## Supplied data
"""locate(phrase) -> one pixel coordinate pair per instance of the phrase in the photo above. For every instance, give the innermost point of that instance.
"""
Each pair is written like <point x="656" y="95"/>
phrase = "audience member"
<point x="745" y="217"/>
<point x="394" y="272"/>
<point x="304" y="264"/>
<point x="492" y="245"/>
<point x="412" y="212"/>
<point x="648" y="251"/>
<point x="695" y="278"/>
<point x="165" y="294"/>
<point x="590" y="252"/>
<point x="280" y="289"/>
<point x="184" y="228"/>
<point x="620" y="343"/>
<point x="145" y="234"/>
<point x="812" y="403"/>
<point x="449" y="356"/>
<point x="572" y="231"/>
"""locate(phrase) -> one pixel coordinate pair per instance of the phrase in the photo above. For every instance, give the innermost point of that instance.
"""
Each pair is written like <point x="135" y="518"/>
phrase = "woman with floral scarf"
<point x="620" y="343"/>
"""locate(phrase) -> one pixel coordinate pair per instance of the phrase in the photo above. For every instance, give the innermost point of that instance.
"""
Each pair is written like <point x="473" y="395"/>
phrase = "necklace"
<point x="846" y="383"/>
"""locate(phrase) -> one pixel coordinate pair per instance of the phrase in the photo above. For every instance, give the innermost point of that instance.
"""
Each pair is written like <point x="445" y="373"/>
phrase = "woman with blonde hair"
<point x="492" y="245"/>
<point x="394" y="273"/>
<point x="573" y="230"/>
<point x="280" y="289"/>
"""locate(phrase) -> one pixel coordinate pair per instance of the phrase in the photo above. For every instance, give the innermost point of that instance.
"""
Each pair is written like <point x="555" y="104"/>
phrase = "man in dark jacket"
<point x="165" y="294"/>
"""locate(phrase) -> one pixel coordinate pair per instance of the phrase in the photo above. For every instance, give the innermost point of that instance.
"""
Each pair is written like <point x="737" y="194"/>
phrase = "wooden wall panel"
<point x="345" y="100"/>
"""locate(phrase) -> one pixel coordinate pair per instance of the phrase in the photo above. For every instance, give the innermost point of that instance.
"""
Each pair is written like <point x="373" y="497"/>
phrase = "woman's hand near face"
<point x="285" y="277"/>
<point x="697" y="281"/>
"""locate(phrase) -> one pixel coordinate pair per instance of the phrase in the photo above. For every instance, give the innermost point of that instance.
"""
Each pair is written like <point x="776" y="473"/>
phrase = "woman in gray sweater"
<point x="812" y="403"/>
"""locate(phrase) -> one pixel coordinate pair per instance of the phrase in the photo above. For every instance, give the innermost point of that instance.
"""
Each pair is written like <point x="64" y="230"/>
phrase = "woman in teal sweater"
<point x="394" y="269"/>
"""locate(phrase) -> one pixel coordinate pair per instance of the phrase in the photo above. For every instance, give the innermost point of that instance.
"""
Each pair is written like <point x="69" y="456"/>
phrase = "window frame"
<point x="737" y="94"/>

## What the exercise asks
From the data above, pull out every line that contains the word "Each". Copy those lines unchanged, in the order they appear.

## Solution to this task
Each pair is written like <point x="656" y="95"/>
Each pair is written like <point x="135" y="518"/>
Each pair is written like <point x="473" y="395"/>
Each pair is written like <point x="445" y="373"/>
Each pair is written like <point x="555" y="104"/>
Each pair is written like <point x="737" y="194"/>
Each pair is written like <point x="373" y="497"/>
Each pair is written like <point x="776" y="473"/>
Each pair is written like <point x="64" y="230"/>
Each pair is written like <point x="69" y="456"/>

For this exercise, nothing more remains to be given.